• **Task requirements**
Pull out each line of the listing below that contains the word "concrete" and copy it in full. Case counts.
* Begin Task inputs *
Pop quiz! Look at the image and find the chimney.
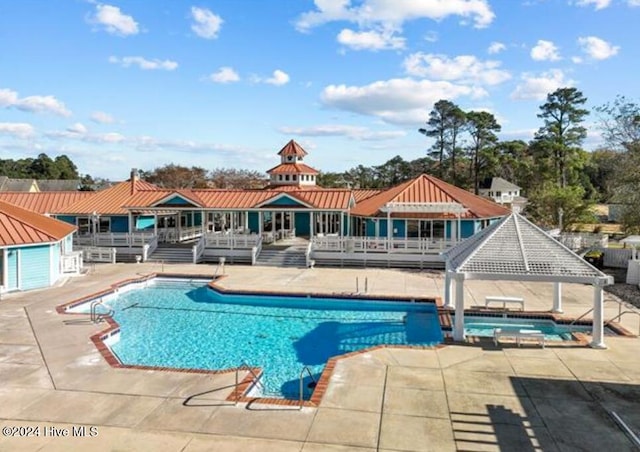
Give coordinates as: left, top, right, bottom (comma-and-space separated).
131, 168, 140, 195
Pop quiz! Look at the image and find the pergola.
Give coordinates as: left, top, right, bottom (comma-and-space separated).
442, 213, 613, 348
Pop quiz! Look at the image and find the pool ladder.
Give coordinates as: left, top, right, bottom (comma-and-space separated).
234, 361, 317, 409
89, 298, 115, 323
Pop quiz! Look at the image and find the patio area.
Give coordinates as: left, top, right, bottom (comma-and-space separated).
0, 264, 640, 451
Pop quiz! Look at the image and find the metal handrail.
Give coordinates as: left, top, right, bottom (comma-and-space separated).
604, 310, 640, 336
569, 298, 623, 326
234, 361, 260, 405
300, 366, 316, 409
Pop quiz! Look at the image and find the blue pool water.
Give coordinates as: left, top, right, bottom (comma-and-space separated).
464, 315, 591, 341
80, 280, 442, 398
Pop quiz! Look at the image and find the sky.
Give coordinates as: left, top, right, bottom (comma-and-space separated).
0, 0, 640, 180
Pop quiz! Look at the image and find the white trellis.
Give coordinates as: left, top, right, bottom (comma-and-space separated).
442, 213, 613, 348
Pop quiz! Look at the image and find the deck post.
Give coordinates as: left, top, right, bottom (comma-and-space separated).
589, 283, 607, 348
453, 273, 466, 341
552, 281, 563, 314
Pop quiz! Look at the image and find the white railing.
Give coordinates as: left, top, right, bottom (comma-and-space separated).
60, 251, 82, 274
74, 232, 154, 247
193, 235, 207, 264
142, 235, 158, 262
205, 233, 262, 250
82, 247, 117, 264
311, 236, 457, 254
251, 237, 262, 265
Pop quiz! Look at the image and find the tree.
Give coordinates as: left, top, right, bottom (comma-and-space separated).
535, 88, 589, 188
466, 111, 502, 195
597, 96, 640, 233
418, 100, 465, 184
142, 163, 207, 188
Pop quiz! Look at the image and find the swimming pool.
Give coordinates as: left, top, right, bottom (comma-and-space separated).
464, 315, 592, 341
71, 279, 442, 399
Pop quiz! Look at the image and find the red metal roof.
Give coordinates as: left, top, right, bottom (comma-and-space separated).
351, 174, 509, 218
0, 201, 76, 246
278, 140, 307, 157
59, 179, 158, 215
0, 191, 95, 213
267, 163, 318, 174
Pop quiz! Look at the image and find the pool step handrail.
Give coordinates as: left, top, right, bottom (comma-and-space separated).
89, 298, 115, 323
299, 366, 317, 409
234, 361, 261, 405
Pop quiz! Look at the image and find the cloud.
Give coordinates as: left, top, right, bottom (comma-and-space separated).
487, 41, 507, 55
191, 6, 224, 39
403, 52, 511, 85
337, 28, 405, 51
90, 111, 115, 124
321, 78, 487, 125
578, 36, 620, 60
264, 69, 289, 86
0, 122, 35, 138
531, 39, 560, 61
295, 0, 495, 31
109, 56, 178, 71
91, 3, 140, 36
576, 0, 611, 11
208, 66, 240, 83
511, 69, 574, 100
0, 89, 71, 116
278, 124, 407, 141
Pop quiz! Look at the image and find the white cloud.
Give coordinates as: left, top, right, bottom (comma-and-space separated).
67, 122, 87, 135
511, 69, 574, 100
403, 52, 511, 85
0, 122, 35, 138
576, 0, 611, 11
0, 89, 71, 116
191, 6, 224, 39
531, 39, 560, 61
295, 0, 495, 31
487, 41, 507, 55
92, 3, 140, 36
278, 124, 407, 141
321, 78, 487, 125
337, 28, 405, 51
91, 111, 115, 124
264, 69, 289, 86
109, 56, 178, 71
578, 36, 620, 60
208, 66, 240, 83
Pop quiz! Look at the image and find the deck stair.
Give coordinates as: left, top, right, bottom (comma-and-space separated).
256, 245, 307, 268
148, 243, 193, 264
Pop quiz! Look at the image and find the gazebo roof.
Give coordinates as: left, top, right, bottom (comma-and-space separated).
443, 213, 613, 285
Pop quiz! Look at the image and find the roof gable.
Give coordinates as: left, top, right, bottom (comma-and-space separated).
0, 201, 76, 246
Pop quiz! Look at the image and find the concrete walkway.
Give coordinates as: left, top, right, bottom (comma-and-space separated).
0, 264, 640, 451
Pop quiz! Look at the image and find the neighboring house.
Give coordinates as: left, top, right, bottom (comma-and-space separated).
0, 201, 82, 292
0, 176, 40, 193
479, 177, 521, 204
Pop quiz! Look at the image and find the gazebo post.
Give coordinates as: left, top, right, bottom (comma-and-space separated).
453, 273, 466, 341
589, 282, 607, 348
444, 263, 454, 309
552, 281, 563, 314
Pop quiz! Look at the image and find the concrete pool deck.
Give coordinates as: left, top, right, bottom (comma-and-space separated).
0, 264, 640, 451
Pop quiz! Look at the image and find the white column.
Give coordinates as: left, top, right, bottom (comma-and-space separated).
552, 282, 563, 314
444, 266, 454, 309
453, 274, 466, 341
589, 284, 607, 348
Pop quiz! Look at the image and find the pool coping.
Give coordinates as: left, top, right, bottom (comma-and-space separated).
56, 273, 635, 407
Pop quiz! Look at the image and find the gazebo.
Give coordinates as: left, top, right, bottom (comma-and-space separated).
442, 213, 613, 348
* End Task inputs *
• **Solved problem**
Pop quiz! Look at the image and find the concrete walkway.
Pop quiz! Look at the image and find the concrete pool deck.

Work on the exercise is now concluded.